### PROVIDED PASSAGE
After the above change then I think we're good! It would be really helpful to explain all of this in the tutorial with simple examples (i.e., if you set atol to this and rtol to this then this will happen).

@mihailescum
Copy link
Contributor Author

mihailescum commented Mar 13, 2021

Actually I was thinking about it a bit longer. In the motif function, having a relative tolerance makes sense, to encode the intuition "if it has a low MP value, there is a very close match, so I only look at very similar matches, while if it has a large MP value, the nearest neighbor is far away so when searching for other neighbors, I also have to look further away". The absolute tolerance serves as a MP independent threshold.

However, when matching patterns, there is no notion of a a priori distance to the closest neighbor. So it makes more sense to have only a single radius parameter (instead of atol, rtol and profile_value), which would default to np.min(D[D > STUMPY_D_THRESHOLD]), so the default behavior would be to return the closest, not identical match.

So when match is called from within motifs, the it would set tolerance = atol + MPvalue * rtol, while the user only has one parameter to worry about when looking only for matches.

What do you think?

@seanlaw
Copy link
Contributor

seanlaw commented Mar 14, 2021

I've been wondering if doing "top-K motif" is the wrong way to approach this? Before I address your comment, would you mind critiquing something first?

Let's say we have a matrix profile with a stddev of 20.0 (i.e., atol = 5.0) and its corresponding time series has a motif_1with a nearest neighbor that is a distance of 0.1 away (i.e., a pretty close match) and another motif_2 has its nearest neighbor at a distance of 10.0 away (not really close). So, for motif_1, we'd look for other subsequences that are, at most, a distance of 0.1 + 5.0 = 5.1 away. This seems really, really big and would likely include a lot of subsequences that don't look like motif_1. The average distance in this set of subsequences should be between 0.1 and 0.5.
######
### GIVEN INFORMATION
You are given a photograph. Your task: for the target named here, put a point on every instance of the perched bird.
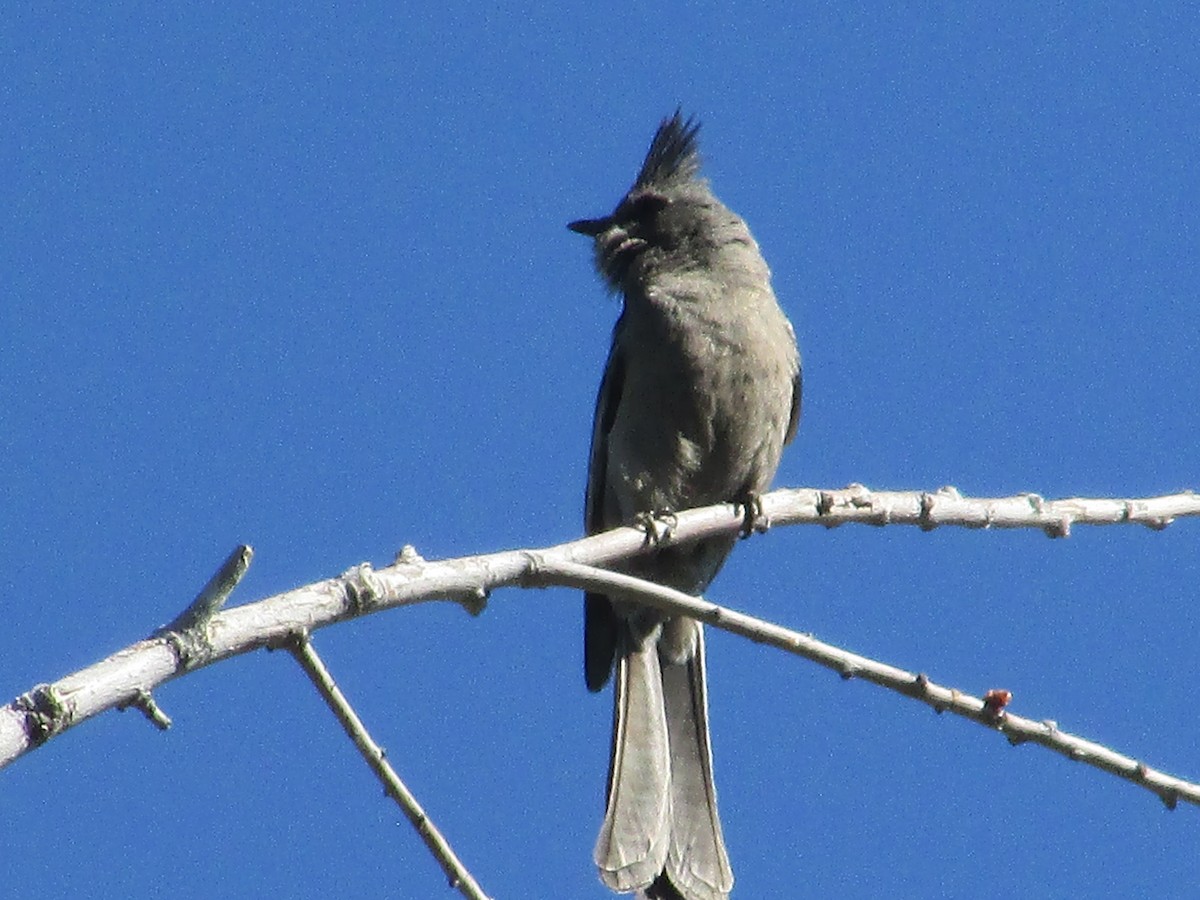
(700, 395)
######
_WHAT YOU NEED TO DO:_
1) In the discussion of motif-search tolerances, which parameters would the proposed single radius parameter replace? List them.
2) Continue the discussion of motif-search tolerances from its last sentence.

_THE RESULTS:_
1) atol, rtol, profile_value

2)
Then, for motif_2, we look for other subsequences that are, at most, a distance of 10.0 + 5.0 = 15.0 away. So, relatively speaking, this means that the available subsequences that match motif_2 will not likely look like motif_2 (i.e., the average distance in this set of subsequences will be between 10 and 15).

So, the set of subsequences "near" motif_1 has the highest potential to look like motif_1 while the set of subsequences "near" motif_2 will look a lot less like motif_2 (relatively speaking). And as k increases, the set of subsequences "near" the nth motif will look worse and worse. While choosing k might seem like an intuitive decision, the choice of k feels uninformed and quite arbitrary because it is clearly matrix profile/distance profile dependent.

Instead, my original thinking (which I haven't thought through fully) was to compute a threshold = max(np.min(P), np.mean(P) - 2 * np.std(P)) (i.e., this is the "classic" 2 standard deviations away from the mean but used in this case to identify "significantly" small nearest neighbor distances) and then only consider subsequences in P that have a 1-nearest-neighbor that is less than or equal to that threshold as a motif candidate. Of course, we could've been super generous and chosen the threshold as threshold = np.mean(P) or threshold = max(np.min(P), np.mean(P) - np.std(P)) but then we'd end up with a lot of candidate motifs. With the set of candidate motifs, I would just continue to use this same threshold to select the set of subsequences that match a given candidate motif. Practically, the motif function would be as follows:

# written for comprehension, not for speed/efficiency

if threshold is None:
    threshold = max(np.min(P), np.mean(P) - 2 * np.std(P))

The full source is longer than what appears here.